- READING TEXT
[Begin]

Friday, December 26, 2008

Christmas Odds and Ends

(News-Herald, December 26) I am one of the few remaining people I know with an actual live (well, previously live but now dying in a seasonally picturesque manner inside my house) Christmas tree. The market must be shrinking because it has gotten progressively harder over recent years to track down a chunk of non-artificial holiday lumber in Venangoland.
After years of bouncing between road-side vendors, I’ve been driven to Home Depot. Apparently I’m not unusual; according to the Associated Press, Home Depot is the top seller of yule foliage in the US, with anticipated sales of 2 million trees. That doesn’t seem like a large number, but last year there were only 31.2 million live trees sold nationwide.
Other tree facts from the National Christmas Tree Association: In 2007, there were 17.4 million fake trees sold. Of the real tree sales, 23 percent were at chain stores, 21 percent at cut-your-own farms, 20 percent at garden/nursery centers, 12 percent from some lot, and 15 percent from “other.”
The NCTA wants you to know that real trees take in carbon dioxide and give off oxygen, that real trees are biodegradable while fake trees are not, and that there are more than 4000 US Christmas Tree recycling programs. They also helpfully note that almost all fake trees are made by impoverished Chinese laborers out of materials that may include poisonous lead. And on top of that, fake trees were first marketed by the Addis Brush Company, whose usual products were toilet bowl brushes. Or, as the NCTA website puts it, “the first fake Christmas trees were really just big green toilet bowl brushes.” I want to root for the real tree guys, but they do sound just a tad desperate.
I am not sure how a recycling program for trees would work. Old friends of mine would occasionally leave the tree up till it had dropped every needle, then repaint the remainder white and call it an Easter tree. I have never gone quite that far, by which I mean that I have never painted one of my dead, nude trees white. As far as recycling, I find the tree makes a nice June campfire.
Before you start mocking those of us who keep festive trappings up, I will remind you that Christmas, properly observed as a religious holiday, consists of twelve days (sound familiar?) of which December 25 is merely the first. Christmas is not over till January 5, so I will leave my lights up for a while yet, thankyouverymuch.
According to the federal agricultural census, if you want to rank states’ Christmas tree-inees by number of trees or number of tree-yielding acres, Pennsylvania is #4. By number of farms, we are #1. Alaska, Nevada, and Arizona bring up the rear in all three categories.

[End]

- LIST OF TASKS
A) Summarize the column about Christmas trees in two sentences.
B) Update every one of the rows below by swapping "pointer" for "locator" wherever it appears, leaving everything else as it is. Don't include the pictures in your answer.
The rows further down have nothing to do with the column about Christmas trees.

- SOURCE DATA
[Begin]

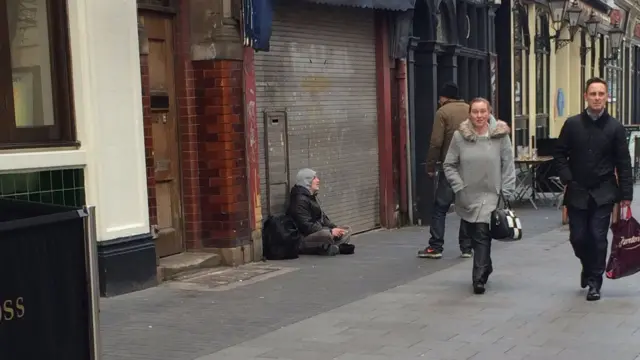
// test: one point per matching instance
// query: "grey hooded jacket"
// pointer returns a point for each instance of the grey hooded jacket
(478, 168)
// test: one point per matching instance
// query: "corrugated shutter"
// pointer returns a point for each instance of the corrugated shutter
(321, 72)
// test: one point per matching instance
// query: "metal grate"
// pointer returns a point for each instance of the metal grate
(169, 6)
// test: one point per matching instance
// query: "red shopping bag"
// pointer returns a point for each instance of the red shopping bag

[End]

- ANSWER LIST
A) The writer still keeps a real Christmas tree, now bought at Home Depot, the top US seller of live trees. The writer cites National Christmas Tree Association figures on real and fake tree sales and its case for real trees, points out that Christmas lasts twelve days and ends January 5, and notes that Pennsylvania ranks #1 in Christmas tree farms.

B)
// test: one point per matching instance
// query: "grey hooded jacket"
// locator returns a point for each instance of the grey hooded jacket
(478, 168)
// test: one point per matching instance
// query: "corrugated shutter"
// locator returns a point for each instance of the corrugated shutter
(321, 72)
// test: one point per matching instance
// query: "metal grate"
// locator returns a point for each instance of the metal grate
(169, 6)
// test: one point per matching instance
// query: "red shopping bag"
// locator returns a point for each instance of the red shopping bag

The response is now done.